■ Task to complete ■
Only the lines below from the one with "Target: valley" through the one with "x=81, y=1012" are to be written out, exactly and without any images.

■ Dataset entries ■

━━━━

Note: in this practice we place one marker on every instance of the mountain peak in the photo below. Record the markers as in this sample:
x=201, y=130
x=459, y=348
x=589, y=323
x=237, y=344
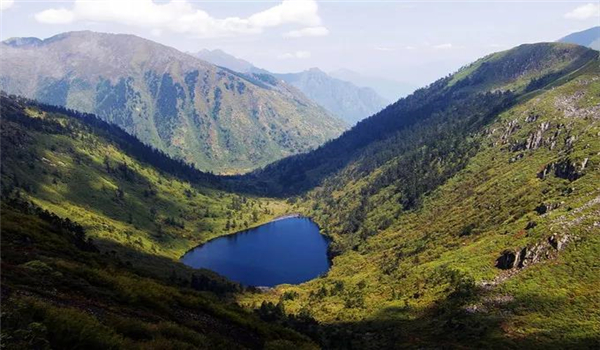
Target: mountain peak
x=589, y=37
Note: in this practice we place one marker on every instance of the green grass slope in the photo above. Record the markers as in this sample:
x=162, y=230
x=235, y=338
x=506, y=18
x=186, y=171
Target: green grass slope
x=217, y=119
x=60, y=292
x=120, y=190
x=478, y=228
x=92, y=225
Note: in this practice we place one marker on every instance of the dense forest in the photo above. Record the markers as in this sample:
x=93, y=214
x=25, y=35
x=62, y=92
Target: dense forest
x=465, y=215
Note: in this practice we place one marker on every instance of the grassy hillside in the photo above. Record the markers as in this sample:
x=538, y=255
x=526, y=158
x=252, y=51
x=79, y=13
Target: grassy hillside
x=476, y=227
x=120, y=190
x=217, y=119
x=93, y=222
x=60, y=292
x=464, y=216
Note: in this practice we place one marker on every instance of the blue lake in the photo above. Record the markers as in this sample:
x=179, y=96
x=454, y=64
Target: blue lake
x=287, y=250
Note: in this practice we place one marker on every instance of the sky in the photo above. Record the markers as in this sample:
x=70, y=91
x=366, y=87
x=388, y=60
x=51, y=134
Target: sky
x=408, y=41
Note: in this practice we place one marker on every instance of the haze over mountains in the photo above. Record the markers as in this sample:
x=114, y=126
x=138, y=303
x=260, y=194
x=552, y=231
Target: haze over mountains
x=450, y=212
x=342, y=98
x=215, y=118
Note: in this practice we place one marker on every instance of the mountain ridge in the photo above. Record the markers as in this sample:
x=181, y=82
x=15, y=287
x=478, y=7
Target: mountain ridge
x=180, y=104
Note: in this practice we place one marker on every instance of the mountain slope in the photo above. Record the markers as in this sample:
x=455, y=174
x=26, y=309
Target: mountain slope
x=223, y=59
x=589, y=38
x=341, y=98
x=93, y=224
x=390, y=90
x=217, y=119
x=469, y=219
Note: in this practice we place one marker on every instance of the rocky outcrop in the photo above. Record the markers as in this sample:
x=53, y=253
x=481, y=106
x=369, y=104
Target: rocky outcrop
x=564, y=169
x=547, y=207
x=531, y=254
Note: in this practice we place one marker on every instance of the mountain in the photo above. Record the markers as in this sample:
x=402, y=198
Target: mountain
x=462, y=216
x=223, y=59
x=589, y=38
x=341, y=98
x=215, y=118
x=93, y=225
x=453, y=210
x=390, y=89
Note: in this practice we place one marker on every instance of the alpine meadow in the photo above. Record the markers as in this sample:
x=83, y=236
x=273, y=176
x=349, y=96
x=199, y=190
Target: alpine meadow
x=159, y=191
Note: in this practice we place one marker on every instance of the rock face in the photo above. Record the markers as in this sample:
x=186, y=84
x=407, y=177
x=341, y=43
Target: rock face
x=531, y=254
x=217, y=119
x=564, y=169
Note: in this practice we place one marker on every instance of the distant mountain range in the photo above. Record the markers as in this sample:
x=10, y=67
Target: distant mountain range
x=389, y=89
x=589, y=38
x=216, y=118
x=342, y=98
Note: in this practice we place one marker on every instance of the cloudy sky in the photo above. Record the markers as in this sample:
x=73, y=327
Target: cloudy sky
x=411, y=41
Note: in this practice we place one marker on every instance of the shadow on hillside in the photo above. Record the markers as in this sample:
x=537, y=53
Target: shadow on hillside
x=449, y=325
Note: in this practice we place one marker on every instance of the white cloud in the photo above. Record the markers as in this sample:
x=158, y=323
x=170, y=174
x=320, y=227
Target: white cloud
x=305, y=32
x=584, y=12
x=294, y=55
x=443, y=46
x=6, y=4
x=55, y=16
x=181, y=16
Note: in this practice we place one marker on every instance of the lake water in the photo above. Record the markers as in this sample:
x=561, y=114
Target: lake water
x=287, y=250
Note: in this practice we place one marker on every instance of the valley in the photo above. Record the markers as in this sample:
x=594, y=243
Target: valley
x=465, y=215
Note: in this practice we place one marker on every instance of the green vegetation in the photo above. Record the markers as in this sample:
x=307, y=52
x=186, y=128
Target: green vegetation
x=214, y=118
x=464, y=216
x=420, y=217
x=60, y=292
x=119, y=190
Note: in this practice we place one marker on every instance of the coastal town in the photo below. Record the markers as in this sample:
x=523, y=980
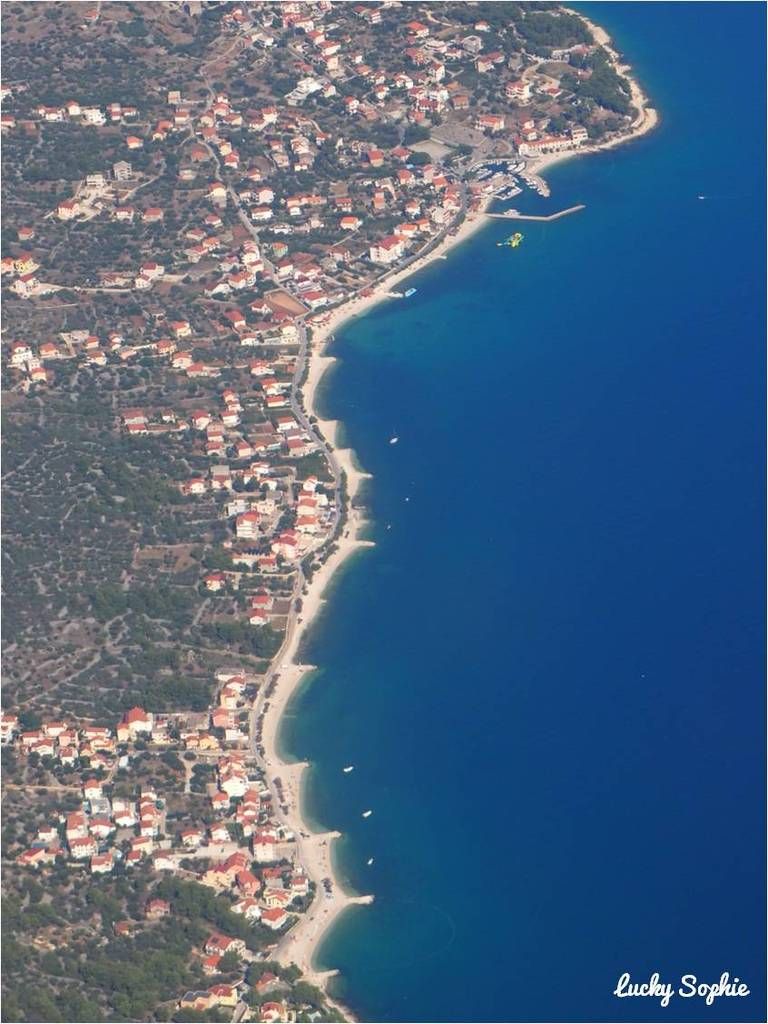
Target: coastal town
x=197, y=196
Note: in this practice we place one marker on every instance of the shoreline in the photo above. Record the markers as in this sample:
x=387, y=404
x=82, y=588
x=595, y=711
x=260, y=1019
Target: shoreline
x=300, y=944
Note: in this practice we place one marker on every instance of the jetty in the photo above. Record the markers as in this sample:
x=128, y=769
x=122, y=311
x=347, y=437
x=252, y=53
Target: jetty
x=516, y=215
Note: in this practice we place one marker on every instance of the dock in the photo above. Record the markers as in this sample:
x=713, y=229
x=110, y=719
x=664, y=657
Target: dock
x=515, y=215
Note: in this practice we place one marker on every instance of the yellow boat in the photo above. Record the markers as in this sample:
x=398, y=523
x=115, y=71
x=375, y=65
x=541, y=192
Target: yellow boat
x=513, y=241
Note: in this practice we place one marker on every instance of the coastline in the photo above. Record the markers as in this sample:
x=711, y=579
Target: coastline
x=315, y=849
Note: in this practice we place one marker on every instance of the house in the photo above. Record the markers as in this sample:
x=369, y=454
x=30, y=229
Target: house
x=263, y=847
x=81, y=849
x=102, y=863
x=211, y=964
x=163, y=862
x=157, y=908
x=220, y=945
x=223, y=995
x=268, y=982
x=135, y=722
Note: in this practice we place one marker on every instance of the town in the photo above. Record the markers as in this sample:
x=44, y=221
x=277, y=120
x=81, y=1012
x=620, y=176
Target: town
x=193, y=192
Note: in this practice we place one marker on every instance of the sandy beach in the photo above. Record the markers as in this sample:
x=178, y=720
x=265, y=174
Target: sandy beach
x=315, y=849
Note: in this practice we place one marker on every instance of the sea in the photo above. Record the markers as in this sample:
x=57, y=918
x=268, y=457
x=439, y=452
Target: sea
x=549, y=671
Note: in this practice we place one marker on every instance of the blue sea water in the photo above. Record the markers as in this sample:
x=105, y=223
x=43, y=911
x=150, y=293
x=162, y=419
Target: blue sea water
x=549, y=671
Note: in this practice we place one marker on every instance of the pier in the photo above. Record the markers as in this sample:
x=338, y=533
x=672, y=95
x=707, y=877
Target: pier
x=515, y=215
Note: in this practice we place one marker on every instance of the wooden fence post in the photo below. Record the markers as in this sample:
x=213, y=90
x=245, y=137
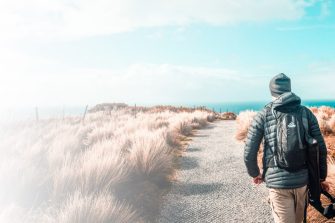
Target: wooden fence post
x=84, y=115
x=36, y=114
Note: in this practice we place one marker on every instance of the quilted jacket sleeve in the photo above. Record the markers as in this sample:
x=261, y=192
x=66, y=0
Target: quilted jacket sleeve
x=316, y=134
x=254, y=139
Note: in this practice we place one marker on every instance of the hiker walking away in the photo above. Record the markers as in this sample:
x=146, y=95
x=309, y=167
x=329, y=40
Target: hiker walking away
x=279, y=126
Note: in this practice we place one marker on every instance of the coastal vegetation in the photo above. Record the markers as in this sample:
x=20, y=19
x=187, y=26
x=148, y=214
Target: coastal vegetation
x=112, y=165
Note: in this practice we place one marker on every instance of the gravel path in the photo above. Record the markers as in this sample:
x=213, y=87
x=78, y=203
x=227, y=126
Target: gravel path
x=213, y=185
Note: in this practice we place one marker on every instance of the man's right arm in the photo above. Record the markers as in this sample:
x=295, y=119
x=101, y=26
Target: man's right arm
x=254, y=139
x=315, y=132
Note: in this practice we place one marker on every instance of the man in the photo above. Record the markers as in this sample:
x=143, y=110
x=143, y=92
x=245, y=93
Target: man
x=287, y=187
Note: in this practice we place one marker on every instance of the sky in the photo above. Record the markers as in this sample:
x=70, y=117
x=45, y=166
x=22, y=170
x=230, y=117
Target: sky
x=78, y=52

━━━━

■ Answer for the task ■
Target: valley
x=465, y=215
Note: in this practice we place one marker on every instance of the green vegetation in the photo above. Record the markers as in this sample:
x=307, y=52
x=186, y=128
Target: green vegetation
x=214, y=118
x=464, y=216
x=420, y=217
x=60, y=292
x=119, y=190
Note: in this practice we place one marker on every instance of the coastal town in the photo below. Record the markers as in this sample:
x=523, y=980
Target: coastal town
x=197, y=196
Note: in this practice we place one marker on every instance of the shoreline in the photo above. Record the markers as in this sample:
x=387, y=404
x=82, y=588
x=595, y=711
x=260, y=1019
Target: shoreline
x=300, y=944
Note: in this practice we place one marker on every instance of the jetty in the photo above. Record the markers as in this sample:
x=128, y=769
x=122, y=311
x=347, y=437
x=252, y=53
Target: jetty
x=516, y=215
Note: in this practice we place one marker on every instance of the dock in the photo above. Record the markers as in this sample:
x=713, y=229
x=110, y=719
x=664, y=657
Target: dock
x=515, y=215
Note: in this practice we place one marker on every instance of the yellow boat in the photo above. Record the markers as in this sample:
x=398, y=523
x=115, y=71
x=375, y=65
x=541, y=192
Target: yellow boat
x=513, y=241
Note: in this practice we place one marker on every instance of the coastline in the photo above. Record the markers as in this sample:
x=711, y=579
Target: coastline
x=315, y=849
Note: in this practice we place one marker on every instance of the house in the photo above. Record the markers as in this sample:
x=369, y=454
x=30, y=229
Target: house
x=263, y=847
x=81, y=849
x=102, y=863
x=211, y=964
x=163, y=862
x=157, y=908
x=220, y=945
x=223, y=995
x=268, y=982
x=135, y=722
Note: in this practice we place one marker on every instance of the town in the photo above. Record the markers as in this sample:
x=44, y=221
x=277, y=120
x=81, y=1012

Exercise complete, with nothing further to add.